DATA FOR THIS TASK: Begin

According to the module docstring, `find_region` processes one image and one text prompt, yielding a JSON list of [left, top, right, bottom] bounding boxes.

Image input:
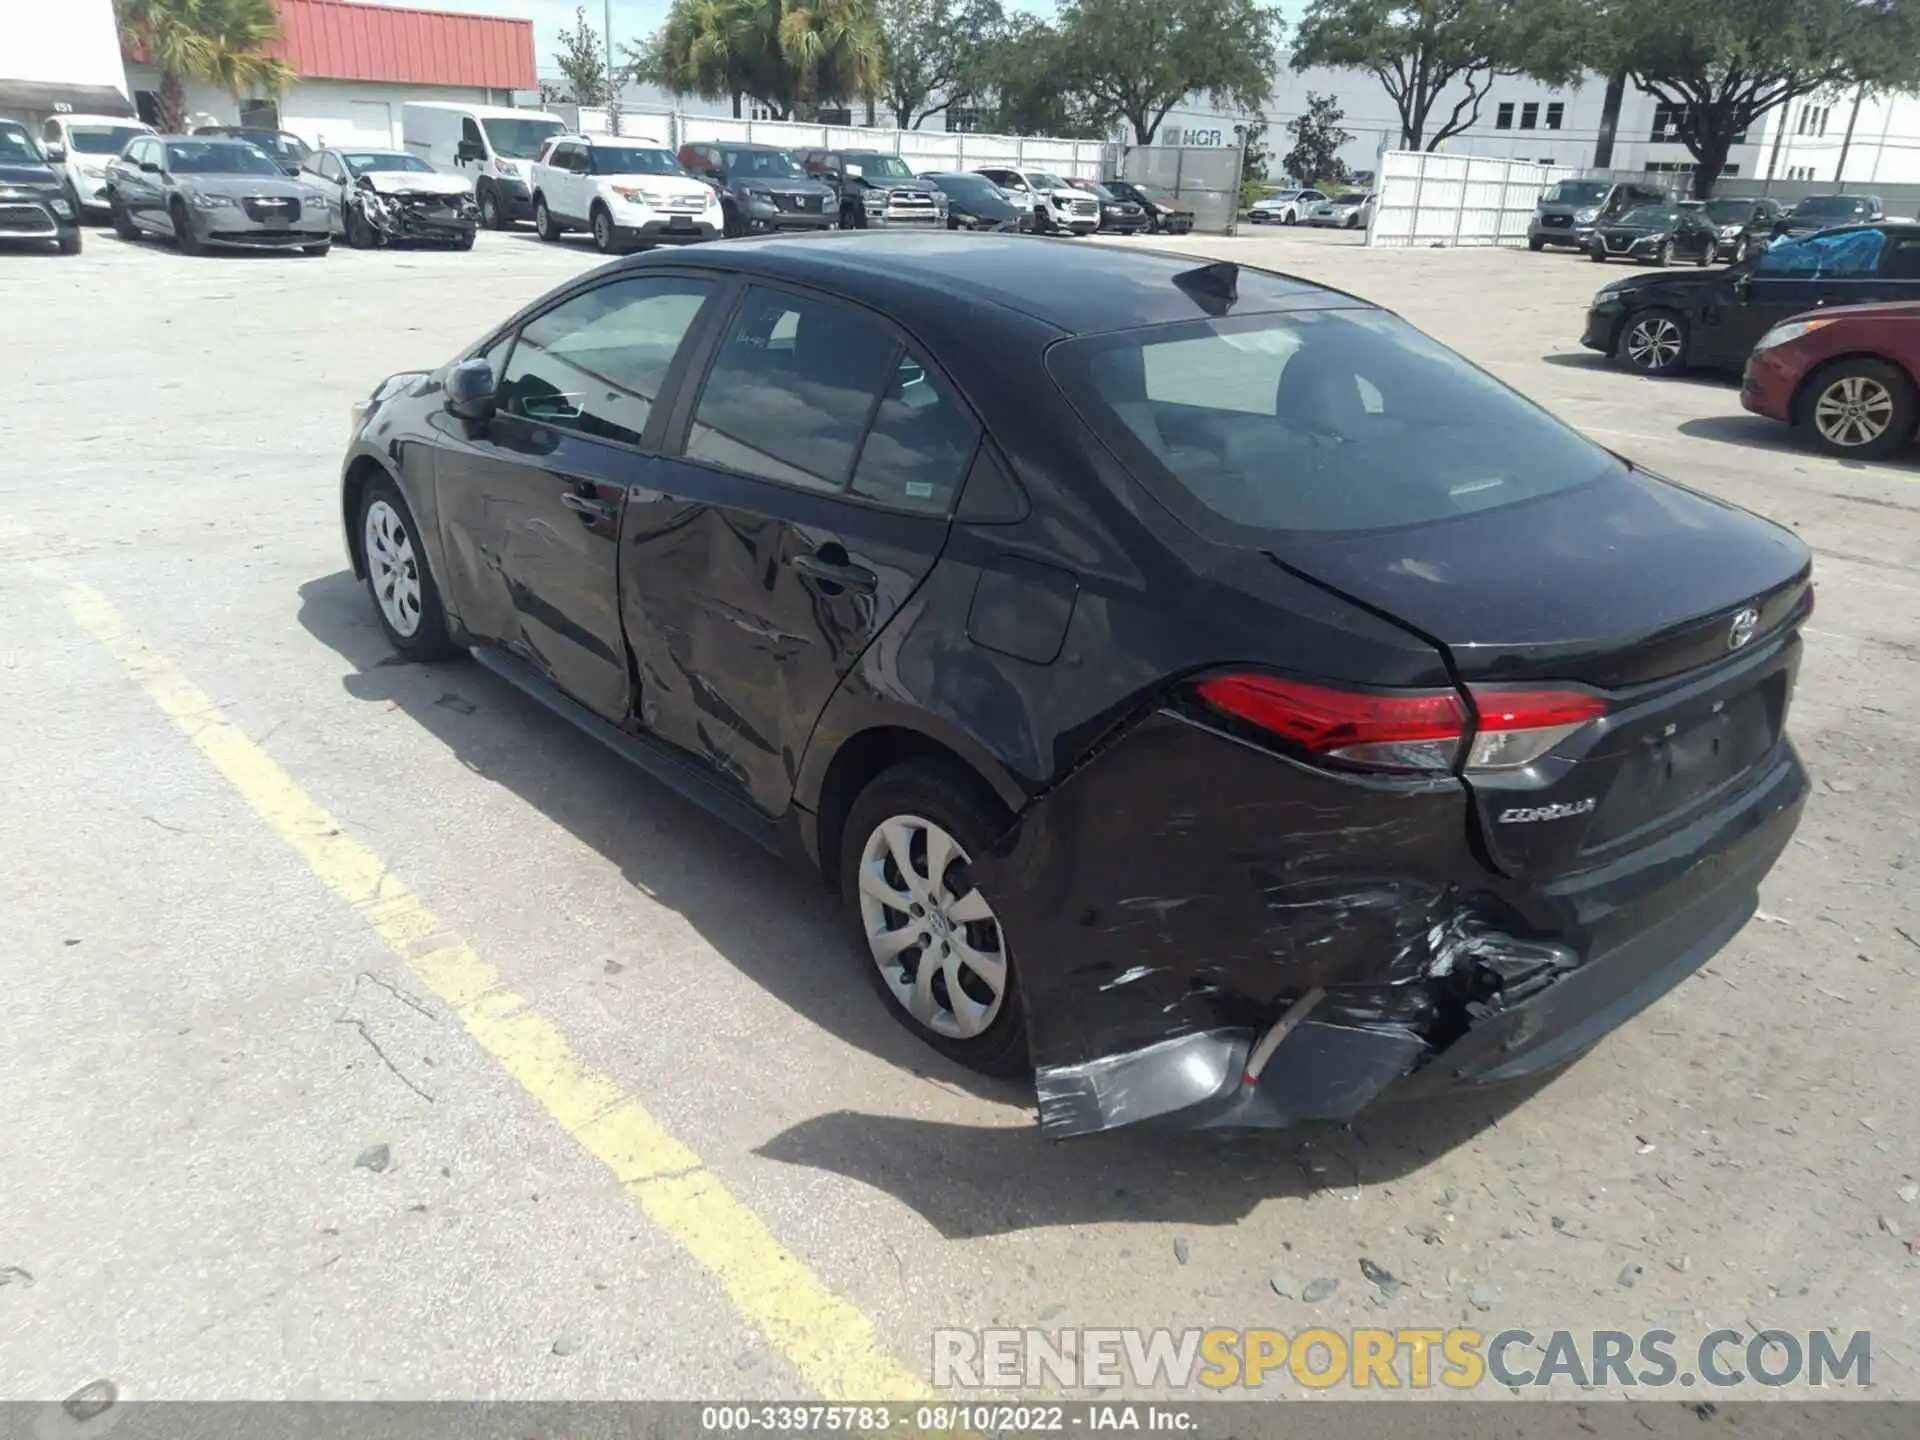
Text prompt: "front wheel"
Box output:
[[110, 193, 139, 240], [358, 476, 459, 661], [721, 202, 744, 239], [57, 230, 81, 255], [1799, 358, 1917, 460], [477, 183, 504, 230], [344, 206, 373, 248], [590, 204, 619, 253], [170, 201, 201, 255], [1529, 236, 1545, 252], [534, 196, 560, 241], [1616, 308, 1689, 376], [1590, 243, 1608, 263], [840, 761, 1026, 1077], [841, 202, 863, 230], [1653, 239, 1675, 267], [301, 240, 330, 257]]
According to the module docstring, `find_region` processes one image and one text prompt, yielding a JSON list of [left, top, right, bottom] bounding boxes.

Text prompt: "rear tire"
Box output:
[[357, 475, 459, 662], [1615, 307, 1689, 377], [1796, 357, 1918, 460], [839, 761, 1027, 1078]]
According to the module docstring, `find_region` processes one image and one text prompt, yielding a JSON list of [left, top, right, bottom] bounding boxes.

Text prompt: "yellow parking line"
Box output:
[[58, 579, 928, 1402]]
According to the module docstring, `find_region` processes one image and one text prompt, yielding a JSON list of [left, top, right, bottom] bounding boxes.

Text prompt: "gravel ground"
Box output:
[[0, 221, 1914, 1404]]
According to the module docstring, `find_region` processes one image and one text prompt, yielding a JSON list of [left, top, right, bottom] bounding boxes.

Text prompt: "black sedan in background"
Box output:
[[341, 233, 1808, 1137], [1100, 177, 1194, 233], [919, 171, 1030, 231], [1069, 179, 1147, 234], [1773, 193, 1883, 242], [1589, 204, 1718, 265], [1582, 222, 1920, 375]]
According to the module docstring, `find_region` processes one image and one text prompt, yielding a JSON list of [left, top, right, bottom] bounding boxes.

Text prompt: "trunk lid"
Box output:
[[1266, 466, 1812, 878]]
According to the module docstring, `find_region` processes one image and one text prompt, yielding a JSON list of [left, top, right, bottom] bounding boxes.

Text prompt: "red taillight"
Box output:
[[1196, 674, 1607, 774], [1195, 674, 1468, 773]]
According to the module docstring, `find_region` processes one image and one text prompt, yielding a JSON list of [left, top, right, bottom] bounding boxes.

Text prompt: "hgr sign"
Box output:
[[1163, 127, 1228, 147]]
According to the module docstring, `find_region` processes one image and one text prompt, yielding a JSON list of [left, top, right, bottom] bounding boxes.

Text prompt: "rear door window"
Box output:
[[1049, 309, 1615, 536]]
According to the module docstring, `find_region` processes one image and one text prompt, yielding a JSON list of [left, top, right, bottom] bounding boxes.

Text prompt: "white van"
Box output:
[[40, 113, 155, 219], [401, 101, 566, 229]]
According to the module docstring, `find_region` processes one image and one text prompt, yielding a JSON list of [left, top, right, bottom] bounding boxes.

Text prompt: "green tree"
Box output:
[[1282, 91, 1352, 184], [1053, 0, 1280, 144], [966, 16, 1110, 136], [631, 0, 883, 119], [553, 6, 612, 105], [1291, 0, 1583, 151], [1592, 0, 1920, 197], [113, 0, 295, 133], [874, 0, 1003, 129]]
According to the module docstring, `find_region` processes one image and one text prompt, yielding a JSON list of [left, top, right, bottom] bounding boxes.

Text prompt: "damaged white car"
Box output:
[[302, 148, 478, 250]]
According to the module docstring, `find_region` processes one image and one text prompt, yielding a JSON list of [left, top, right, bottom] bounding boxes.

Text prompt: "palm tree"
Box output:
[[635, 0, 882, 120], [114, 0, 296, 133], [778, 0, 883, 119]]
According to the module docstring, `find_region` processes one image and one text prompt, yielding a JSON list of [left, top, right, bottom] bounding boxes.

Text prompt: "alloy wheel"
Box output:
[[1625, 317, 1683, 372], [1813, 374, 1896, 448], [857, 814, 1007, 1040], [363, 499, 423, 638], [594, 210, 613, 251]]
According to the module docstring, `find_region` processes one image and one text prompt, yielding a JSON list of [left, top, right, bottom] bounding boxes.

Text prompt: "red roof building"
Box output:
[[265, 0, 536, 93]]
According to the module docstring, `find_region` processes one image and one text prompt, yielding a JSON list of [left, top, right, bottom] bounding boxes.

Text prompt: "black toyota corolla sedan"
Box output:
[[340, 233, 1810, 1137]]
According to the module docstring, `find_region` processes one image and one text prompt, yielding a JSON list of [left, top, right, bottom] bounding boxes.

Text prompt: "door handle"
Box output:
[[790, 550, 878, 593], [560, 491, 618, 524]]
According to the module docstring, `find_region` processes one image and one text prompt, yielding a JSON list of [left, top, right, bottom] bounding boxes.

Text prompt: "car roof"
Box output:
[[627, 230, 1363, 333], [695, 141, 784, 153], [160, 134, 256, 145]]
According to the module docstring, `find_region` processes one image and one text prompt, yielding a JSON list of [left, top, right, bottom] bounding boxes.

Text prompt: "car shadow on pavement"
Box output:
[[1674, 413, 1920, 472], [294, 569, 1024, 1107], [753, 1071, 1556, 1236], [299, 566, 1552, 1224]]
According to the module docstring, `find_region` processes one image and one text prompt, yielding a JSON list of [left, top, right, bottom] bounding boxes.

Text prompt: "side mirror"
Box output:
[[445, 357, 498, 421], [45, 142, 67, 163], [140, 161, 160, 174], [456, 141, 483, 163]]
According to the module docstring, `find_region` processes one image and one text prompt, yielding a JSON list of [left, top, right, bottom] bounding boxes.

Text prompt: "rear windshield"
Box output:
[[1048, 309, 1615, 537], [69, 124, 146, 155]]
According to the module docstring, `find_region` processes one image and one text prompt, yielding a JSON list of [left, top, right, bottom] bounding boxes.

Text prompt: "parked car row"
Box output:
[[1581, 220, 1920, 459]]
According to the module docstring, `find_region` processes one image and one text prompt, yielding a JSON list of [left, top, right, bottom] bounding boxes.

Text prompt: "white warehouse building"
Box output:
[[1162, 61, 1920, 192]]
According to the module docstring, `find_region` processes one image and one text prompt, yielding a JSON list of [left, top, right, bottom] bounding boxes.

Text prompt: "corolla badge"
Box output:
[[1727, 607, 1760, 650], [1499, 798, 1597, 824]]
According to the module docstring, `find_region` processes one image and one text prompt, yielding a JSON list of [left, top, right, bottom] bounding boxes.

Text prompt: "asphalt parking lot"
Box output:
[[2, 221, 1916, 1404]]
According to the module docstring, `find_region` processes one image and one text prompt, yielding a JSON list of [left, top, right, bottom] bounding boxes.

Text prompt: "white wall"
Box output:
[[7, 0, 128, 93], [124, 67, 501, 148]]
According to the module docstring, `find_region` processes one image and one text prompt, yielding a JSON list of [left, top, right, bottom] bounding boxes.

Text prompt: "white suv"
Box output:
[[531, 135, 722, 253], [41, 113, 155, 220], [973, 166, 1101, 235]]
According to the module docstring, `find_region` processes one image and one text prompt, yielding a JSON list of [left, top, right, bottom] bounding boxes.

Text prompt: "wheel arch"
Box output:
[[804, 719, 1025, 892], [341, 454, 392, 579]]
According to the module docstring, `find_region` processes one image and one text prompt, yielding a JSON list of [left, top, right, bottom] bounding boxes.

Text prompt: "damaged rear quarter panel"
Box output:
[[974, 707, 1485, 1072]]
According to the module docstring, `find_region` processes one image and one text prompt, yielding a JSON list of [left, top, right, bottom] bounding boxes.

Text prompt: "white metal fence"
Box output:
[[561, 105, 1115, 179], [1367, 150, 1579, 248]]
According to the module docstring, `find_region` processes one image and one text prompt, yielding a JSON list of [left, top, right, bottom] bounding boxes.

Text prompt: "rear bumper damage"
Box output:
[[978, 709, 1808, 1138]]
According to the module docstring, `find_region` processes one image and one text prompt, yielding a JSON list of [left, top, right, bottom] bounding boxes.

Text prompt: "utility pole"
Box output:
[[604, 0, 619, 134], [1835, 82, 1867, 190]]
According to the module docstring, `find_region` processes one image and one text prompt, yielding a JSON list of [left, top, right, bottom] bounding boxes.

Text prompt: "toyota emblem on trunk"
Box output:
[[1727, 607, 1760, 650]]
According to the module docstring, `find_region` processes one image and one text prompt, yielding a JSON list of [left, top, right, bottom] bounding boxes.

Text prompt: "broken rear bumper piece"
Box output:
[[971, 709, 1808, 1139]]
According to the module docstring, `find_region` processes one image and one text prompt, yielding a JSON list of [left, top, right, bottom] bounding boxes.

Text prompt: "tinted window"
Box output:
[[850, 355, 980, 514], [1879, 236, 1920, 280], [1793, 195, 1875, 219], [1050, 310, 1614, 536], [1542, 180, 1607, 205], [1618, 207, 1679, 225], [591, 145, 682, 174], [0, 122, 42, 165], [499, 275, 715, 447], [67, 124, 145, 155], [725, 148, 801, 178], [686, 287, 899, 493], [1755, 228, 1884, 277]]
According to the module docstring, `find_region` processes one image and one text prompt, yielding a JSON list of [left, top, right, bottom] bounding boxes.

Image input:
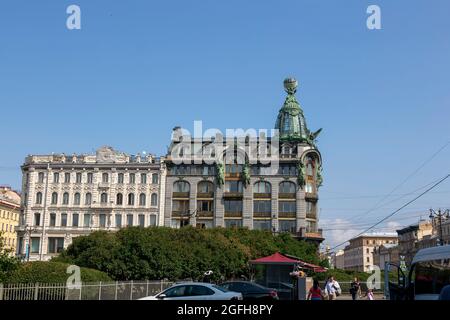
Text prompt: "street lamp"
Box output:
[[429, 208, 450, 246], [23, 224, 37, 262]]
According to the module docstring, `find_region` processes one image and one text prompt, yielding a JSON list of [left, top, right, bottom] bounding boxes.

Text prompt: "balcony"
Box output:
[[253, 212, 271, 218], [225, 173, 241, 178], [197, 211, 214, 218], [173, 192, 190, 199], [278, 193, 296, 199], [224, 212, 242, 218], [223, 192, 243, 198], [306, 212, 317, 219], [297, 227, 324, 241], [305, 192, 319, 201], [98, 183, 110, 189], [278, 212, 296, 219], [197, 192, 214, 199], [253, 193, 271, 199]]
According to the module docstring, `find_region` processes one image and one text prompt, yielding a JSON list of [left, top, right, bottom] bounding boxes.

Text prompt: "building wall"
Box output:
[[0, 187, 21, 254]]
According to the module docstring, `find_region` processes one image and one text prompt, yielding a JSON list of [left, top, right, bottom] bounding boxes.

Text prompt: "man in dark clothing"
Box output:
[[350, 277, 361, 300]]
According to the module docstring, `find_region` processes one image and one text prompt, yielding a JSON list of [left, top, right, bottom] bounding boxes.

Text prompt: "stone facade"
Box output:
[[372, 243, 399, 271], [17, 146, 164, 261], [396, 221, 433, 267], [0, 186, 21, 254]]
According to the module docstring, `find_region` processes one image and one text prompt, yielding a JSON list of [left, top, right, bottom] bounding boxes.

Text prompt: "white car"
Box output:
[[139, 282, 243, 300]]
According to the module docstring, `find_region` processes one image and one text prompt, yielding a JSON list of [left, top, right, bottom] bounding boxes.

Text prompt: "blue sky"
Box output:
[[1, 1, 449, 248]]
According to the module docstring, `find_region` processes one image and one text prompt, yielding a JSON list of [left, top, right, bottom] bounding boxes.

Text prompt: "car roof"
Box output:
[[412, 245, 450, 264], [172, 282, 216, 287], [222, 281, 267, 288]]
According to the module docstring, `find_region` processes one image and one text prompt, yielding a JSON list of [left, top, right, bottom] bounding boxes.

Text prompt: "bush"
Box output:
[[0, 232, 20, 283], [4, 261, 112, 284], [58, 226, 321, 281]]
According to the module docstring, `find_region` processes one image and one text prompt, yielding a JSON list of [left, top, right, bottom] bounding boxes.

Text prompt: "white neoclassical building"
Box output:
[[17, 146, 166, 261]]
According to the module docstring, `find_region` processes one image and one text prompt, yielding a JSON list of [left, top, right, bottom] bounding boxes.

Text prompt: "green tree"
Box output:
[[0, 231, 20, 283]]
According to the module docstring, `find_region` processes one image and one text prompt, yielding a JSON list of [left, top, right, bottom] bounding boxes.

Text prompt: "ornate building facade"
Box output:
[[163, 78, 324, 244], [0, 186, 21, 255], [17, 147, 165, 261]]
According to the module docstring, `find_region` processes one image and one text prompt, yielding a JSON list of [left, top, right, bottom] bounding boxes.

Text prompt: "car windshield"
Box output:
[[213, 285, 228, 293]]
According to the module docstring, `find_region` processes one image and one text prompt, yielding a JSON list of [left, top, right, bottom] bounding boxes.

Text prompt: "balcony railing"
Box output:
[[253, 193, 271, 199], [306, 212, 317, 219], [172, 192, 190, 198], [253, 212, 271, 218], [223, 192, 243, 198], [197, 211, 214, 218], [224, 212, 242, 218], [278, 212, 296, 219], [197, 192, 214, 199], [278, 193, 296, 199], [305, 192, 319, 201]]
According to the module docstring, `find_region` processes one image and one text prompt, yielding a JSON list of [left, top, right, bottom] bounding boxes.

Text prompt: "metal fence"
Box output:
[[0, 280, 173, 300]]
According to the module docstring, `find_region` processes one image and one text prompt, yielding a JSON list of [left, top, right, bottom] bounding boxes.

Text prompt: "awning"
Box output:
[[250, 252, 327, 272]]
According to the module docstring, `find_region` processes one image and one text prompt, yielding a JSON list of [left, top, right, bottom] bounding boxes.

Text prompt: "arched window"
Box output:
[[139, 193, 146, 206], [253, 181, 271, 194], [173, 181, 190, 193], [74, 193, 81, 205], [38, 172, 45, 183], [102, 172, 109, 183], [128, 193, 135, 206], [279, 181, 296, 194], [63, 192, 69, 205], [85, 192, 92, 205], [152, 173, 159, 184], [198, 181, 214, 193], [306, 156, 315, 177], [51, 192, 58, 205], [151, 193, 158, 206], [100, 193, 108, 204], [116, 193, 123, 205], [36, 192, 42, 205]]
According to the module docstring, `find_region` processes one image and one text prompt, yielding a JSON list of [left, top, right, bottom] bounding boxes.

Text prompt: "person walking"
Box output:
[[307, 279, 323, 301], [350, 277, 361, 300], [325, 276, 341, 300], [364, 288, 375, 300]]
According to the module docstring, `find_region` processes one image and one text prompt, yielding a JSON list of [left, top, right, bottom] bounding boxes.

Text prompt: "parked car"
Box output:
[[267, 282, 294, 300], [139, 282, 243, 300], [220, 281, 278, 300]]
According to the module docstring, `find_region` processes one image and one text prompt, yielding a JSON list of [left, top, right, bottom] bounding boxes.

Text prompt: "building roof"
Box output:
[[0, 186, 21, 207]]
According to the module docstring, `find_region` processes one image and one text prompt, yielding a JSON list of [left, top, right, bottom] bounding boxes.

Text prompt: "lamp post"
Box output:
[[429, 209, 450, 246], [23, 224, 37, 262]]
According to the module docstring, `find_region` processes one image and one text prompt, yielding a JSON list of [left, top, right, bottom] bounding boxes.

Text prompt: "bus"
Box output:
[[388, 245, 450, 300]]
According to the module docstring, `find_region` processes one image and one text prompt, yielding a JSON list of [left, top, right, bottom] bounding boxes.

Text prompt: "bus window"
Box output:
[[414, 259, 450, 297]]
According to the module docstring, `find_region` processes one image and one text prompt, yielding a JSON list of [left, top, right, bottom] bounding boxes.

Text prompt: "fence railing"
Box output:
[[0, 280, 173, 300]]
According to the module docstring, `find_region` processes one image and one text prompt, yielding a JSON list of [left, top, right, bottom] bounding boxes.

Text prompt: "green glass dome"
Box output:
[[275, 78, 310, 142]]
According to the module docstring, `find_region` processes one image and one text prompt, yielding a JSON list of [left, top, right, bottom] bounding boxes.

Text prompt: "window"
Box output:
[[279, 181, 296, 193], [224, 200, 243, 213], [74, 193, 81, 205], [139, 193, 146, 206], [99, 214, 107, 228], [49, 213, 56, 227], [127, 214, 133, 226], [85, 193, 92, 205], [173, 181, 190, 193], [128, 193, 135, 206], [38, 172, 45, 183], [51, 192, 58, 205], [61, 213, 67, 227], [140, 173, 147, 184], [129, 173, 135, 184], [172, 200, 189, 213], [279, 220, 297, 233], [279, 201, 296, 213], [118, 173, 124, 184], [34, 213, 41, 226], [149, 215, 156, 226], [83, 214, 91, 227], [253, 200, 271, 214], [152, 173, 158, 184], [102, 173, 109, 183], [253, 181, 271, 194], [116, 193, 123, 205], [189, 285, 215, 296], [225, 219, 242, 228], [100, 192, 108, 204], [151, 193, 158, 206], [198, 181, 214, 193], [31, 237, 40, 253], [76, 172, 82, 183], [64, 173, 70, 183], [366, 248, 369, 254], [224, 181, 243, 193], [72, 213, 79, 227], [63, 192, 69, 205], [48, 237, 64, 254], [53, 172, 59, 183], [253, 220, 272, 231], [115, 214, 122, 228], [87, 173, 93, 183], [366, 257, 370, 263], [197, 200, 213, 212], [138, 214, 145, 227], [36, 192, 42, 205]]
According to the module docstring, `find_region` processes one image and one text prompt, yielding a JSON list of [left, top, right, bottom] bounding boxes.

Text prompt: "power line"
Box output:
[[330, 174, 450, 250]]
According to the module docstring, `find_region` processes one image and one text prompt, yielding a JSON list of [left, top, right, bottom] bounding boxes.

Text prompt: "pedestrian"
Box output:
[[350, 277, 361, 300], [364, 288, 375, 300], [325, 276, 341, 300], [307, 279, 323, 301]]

DATA FOR THIS TASK: End

| TO DO |
Copy out each line of the data that holds the string "white".

| RESPONSE TO THE EXERCISE |
Text prompt: "white van"
Text prompt: "damaged white car"
Text prompt: "white warehouse building"
Text prompt: "white wall"
Text prompt: "white suv"
Text prompt: "white metal fence"
Text prompt: "white car"
Text prompt: "white neoclassical building"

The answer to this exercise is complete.